→ Information given:
- - - - - - -

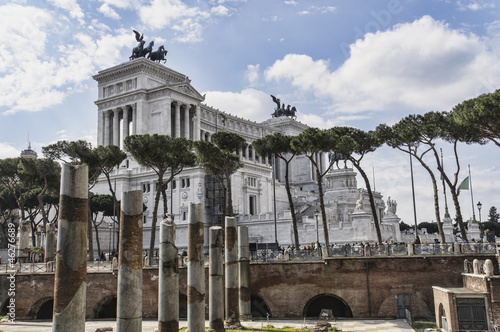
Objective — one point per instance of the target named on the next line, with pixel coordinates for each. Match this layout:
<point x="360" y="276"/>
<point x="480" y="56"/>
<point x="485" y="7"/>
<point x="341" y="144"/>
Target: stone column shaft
<point x="129" y="299"/>
<point x="244" y="274"/>
<point x="231" y="268"/>
<point x="195" y="269"/>
<point x="24" y="241"/>
<point x="186" y="122"/>
<point x="177" y="120"/>
<point x="107" y="128"/>
<point x="49" y="242"/>
<point x="168" y="292"/>
<point x="197" y="129"/>
<point x="216" y="281"/>
<point x="116" y="127"/>
<point x="125" y="123"/>
<point x="70" y="281"/>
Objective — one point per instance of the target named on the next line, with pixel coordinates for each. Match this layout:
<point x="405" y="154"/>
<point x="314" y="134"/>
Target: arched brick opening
<point x="339" y="307"/>
<point x="105" y="308"/>
<point x="42" y="309"/>
<point x="259" y="307"/>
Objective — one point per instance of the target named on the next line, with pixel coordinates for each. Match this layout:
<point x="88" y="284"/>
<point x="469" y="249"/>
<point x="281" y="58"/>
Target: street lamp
<point x="316" y="214"/>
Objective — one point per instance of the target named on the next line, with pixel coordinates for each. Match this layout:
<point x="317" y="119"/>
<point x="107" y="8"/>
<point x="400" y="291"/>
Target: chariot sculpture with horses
<point x="280" y="110"/>
<point x="158" y="55"/>
<point x="140" y="51"/>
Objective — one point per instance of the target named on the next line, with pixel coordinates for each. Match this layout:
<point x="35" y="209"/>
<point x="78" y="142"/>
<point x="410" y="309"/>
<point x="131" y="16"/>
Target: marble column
<point x="168" y="289"/>
<point x="50" y="231"/>
<point x="168" y="119"/>
<point x="129" y="299"/>
<point x="244" y="274"/>
<point x="125" y="123"/>
<point x="177" y="130"/>
<point x="187" y="110"/>
<point x="216" y="281"/>
<point x="24" y="241"/>
<point x="107" y="128"/>
<point x="197" y="129"/>
<point x="195" y="269"/>
<point x="116" y="126"/>
<point x="70" y="280"/>
<point x="231" y="268"/>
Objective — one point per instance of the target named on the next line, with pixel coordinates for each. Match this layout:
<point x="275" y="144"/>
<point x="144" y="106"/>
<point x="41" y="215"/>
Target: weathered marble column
<point x="70" y="281"/>
<point x="231" y="268"/>
<point x="116" y="126"/>
<point x="187" y="110"/>
<point x="244" y="274"/>
<point x="195" y="269"/>
<point x="24" y="241"/>
<point x="129" y="299"/>
<point x="216" y="281"/>
<point x="168" y="292"/>
<point x="106" y="130"/>
<point x="177" y="120"/>
<point x="50" y="231"/>
<point x="125" y="123"/>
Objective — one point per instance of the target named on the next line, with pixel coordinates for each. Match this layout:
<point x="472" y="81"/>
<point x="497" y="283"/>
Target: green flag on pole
<point x="464" y="185"/>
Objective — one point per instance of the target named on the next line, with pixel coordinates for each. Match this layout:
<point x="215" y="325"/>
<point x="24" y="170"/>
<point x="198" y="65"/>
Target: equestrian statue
<point x="282" y="110"/>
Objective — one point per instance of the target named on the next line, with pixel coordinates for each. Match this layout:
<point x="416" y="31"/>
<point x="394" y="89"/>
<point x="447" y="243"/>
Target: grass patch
<point x="421" y="325"/>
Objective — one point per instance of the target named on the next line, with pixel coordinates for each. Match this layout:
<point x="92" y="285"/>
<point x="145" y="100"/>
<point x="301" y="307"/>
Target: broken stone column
<point x="50" y="230"/>
<point x="168" y="292"/>
<point x="216" y="281"/>
<point x="231" y="260"/>
<point x="195" y="269"/>
<point x="129" y="299"/>
<point x="70" y="281"/>
<point x="244" y="274"/>
<point x="24" y="241"/>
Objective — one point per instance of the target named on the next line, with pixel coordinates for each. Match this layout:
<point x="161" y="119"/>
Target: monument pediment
<point x="188" y="89"/>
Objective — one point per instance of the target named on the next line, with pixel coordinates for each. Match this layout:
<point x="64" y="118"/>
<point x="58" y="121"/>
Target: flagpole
<point x="472" y="197"/>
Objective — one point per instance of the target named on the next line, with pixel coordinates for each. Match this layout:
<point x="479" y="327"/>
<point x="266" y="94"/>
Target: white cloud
<point x="72" y="6"/>
<point x="250" y="103"/>
<point x="106" y="10"/>
<point x="57" y="67"/>
<point x="423" y="65"/>
<point x="220" y="11"/>
<point x="8" y="151"/>
<point x="253" y="74"/>
<point x="474" y="5"/>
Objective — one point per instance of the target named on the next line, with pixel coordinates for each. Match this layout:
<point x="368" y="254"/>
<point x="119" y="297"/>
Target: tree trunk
<point x="292" y="208"/>
<point x="372" y="200"/>
<point x="155" y="216"/>
<point x="319" y="179"/>
<point x="436" y="197"/>
<point x="89" y="233"/>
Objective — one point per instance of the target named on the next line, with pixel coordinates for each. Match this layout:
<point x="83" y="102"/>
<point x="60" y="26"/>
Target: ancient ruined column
<point x="231" y="260"/>
<point x="244" y="274"/>
<point x="168" y="292"/>
<point x="129" y="299"/>
<point x="70" y="281"/>
<point x="216" y="281"/>
<point x="24" y="241"/>
<point x="50" y="230"/>
<point x="195" y="269"/>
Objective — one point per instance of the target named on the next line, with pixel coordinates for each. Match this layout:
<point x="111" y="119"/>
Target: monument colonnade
<point x="120" y="122"/>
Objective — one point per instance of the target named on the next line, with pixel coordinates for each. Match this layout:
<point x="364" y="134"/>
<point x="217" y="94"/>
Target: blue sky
<point x="340" y="62"/>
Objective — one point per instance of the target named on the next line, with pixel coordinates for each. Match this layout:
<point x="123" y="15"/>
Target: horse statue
<point x="147" y="50"/>
<point x="158" y="55"/>
<point x="136" y="51"/>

- - - - - - -

→ What you are asked to do:
Retype the whole listing, keeping every line identical and omitting all pictures.

→ In response:
Objective — one point per instance of the target named on the next line, with pixel coordinates for each. Match this layout:
<point x="360" y="276"/>
<point x="480" y="56"/>
<point x="485" y="7"/>
<point x="341" y="144"/>
Target: stone column shaft
<point x="129" y="299"/>
<point x="244" y="274"/>
<point x="231" y="268"/>
<point x="195" y="269"/>
<point x="24" y="241"/>
<point x="186" y="122"/>
<point x="177" y="120"/>
<point x="107" y="128"/>
<point x="49" y="242"/>
<point x="168" y="292"/>
<point x="197" y="129"/>
<point x="216" y="281"/>
<point x="116" y="127"/>
<point x="125" y="123"/>
<point x="70" y="281"/>
Objective — one point per instance of the target named on the next line, with pixel coordinates for each. Match this layout:
<point x="405" y="154"/>
<point x="314" y="134"/>
Target: arched brick opening
<point x="339" y="307"/>
<point x="105" y="308"/>
<point x="42" y="309"/>
<point x="259" y="307"/>
Objective — one point per instance of the target named on the next line, with pixel coordinates for each. Match this layout:
<point x="88" y="284"/>
<point x="469" y="249"/>
<point x="281" y="58"/>
Target: street lamp
<point x="316" y="214"/>
Objective — one point per instance of the target named on the next line, with pixel coordinates for each. Match this layout:
<point x="317" y="119"/>
<point x="107" y="8"/>
<point x="400" y="291"/>
Target: chariot sculpture with horses
<point x="280" y="110"/>
<point x="158" y="55"/>
<point x="140" y="51"/>
Objective — one point per instance of the target named on the next line, with pixel coordinates for each. Match this layout:
<point x="35" y="209"/>
<point x="78" y="142"/>
<point x="410" y="309"/>
<point x="131" y="16"/>
Target: marble column
<point x="168" y="289"/>
<point x="50" y="231"/>
<point x="168" y="119"/>
<point x="129" y="299"/>
<point x="244" y="274"/>
<point x="125" y="123"/>
<point x="177" y="130"/>
<point x="187" y="110"/>
<point x="216" y="281"/>
<point x="24" y="241"/>
<point x="107" y="128"/>
<point x="197" y="129"/>
<point x="195" y="269"/>
<point x="116" y="126"/>
<point x="70" y="280"/>
<point x="231" y="268"/>
Objective — one point per instance of the target named on the next line, with pixel coordinates for each. Match this layout:
<point x="275" y="144"/>
<point x="144" y="106"/>
<point x="41" y="215"/>
Target: weathered marble column
<point x="70" y="281"/>
<point x="231" y="268"/>
<point x="116" y="126"/>
<point x="187" y="110"/>
<point x="244" y="274"/>
<point x="195" y="269"/>
<point x="24" y="241"/>
<point x="129" y="299"/>
<point x="216" y="281"/>
<point x="168" y="292"/>
<point x="106" y="130"/>
<point x="177" y="120"/>
<point x="50" y="231"/>
<point x="125" y="123"/>
Objective — one point per instance of the target named on the next line, with pixel coordinates for each. Match this layout:
<point x="472" y="81"/>
<point x="497" y="283"/>
Target: green flag on pole
<point x="464" y="185"/>
Objective — one point per instance of the target named on the next line, with pixel coordinates for each. Match this layout:
<point x="215" y="325"/>
<point x="24" y="170"/>
<point x="198" y="65"/>
Target: equestrian statue
<point x="282" y="110"/>
Objective — one point per instance of the target named on the next line, with pixel coordinates for each. Match this layout:
<point x="416" y="31"/>
<point x="394" y="89"/>
<point x="447" y="243"/>
Target: grass patch
<point x="421" y="325"/>
Objective — one point per instance of the target named on the next line, with pixel coordinates for each. Match this layout:
<point x="92" y="285"/>
<point x="145" y="100"/>
<point x="301" y="307"/>
Target: broken stone column
<point x="50" y="230"/>
<point x="168" y="292"/>
<point x="216" y="281"/>
<point x="231" y="260"/>
<point x="195" y="269"/>
<point x="129" y="299"/>
<point x="70" y="281"/>
<point x="244" y="274"/>
<point x="24" y="241"/>
Objective — one point per instance of the target named on the next line, with pixel coordinates for each. Match this layout:
<point x="161" y="119"/>
Target: monument pediment
<point x="188" y="89"/>
Objective — one point per instance of the target named on the next line, with pixel coordinates for each. Match this layout:
<point x="64" y="118"/>
<point x="58" y="121"/>
Target: flagpole
<point x="472" y="197"/>
Objective — one point per instance of the target named on the next line, with pixel coordinates for each. Match this layout:
<point x="479" y="327"/>
<point x="266" y="94"/>
Target: white cloud
<point x="72" y="6"/>
<point x="250" y="103"/>
<point x="106" y="10"/>
<point x="57" y="67"/>
<point x="423" y="65"/>
<point x="220" y="11"/>
<point x="8" y="151"/>
<point x="253" y="74"/>
<point x="474" y="5"/>
Objective — one point per instance of the target named on the next line, with pixel coordinates for each. Match this layout:
<point x="368" y="254"/>
<point x="119" y="297"/>
Target: tree trunk
<point x="292" y="208"/>
<point x="372" y="200"/>
<point x="155" y="216"/>
<point x="319" y="179"/>
<point x="436" y="197"/>
<point x="89" y="233"/>
Objective — one point per instance of the target named on the next line, with pixel coordinates for each. Match this layout:
<point x="83" y="102"/>
<point x="60" y="26"/>
Target: ancient ruined column
<point x="231" y="260"/>
<point x="244" y="274"/>
<point x="168" y="292"/>
<point x="129" y="299"/>
<point x="70" y="281"/>
<point x="216" y="281"/>
<point x="24" y="241"/>
<point x="50" y="230"/>
<point x="195" y="269"/>
Objective — one point per instance of the target named on the next line, with pixel coordinates for each. Match this layout:
<point x="111" y="119"/>
Target: monument colonnade
<point x="120" y="122"/>
Objective — one point per instance of the target named on the next line, with pixel coordinates for each. Match this layout:
<point x="364" y="134"/>
<point x="217" y="94"/>
Target: blue sky
<point x="340" y="62"/>
Objective — one point per instance of the target named on the next line, with pixel coordinates for each. Match this layout:
<point x="123" y="15"/>
Target: horse statue
<point x="147" y="50"/>
<point x="158" y="55"/>
<point x="136" y="51"/>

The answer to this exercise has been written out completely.